(Dataset records)
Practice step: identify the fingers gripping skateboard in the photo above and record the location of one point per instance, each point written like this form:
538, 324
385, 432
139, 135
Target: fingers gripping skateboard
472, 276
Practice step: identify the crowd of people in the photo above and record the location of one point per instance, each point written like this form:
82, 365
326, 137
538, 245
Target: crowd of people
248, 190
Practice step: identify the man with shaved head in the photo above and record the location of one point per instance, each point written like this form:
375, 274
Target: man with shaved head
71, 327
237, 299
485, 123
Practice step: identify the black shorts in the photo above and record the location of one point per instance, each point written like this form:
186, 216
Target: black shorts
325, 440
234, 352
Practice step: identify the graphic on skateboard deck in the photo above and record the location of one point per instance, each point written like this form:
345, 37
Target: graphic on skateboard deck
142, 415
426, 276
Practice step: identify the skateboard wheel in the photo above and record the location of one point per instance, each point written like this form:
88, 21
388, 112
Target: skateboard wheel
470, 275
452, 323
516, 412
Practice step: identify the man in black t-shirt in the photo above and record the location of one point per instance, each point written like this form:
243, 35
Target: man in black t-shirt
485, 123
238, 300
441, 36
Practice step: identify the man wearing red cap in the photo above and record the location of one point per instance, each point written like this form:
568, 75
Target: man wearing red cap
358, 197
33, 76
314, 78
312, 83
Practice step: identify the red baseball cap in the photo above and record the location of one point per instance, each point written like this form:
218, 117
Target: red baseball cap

> [Your instructions]: Take the listing above and write it out again exactly.

> [Full output]:
Practice step: identify the fingers gripping skateboard in the photo above and record the location of one point per instance, each point written like this form:
538, 324
385, 432
139, 135
Target: fingers gripping skateboard
472, 276
Practice step: identify the crowd of people in the photo above and record the location of one point per instance, each point written like this form:
82, 365
326, 137
538, 245
Target: crowd of people
248, 190
Practice step: identify the man with shaved head in the photo above and record the location of one point per instance, each point written like this form:
375, 274
Target: man with shaved head
71, 327
237, 299
485, 123
Practice step: identify the black shorts in the photo above and record the location of one point per instance, each point written like this form:
186, 216
Target: black shorts
325, 440
234, 352
Practice step: identify the graphic on skateboard deck in the photo above and record the location of one point per instance, each point written like this form:
345, 37
Target: graphic on skateboard deck
142, 415
426, 276
Practice step: identify the skateboard wheel in the photo above and record the location of one point per instance, each point written like this form:
88, 21
388, 112
Target: skateboard wheel
470, 275
452, 323
516, 412
Practice step: identify the man in black t-shirt in the photo above and record the location of one point per instance, each point written like this form:
243, 35
Target: man in black t-shirt
485, 123
238, 300
441, 36
Practice step: identify the man wearing red cap in the photo above and record the location of one point per instance, each point written like this form:
568, 75
Target: man wearing red cap
358, 197
33, 76
314, 78
312, 83
Practice step: identify the red baseball cap in the photo above and record the location of one point per instance, each point written like this form:
218, 117
Target: red baseball cap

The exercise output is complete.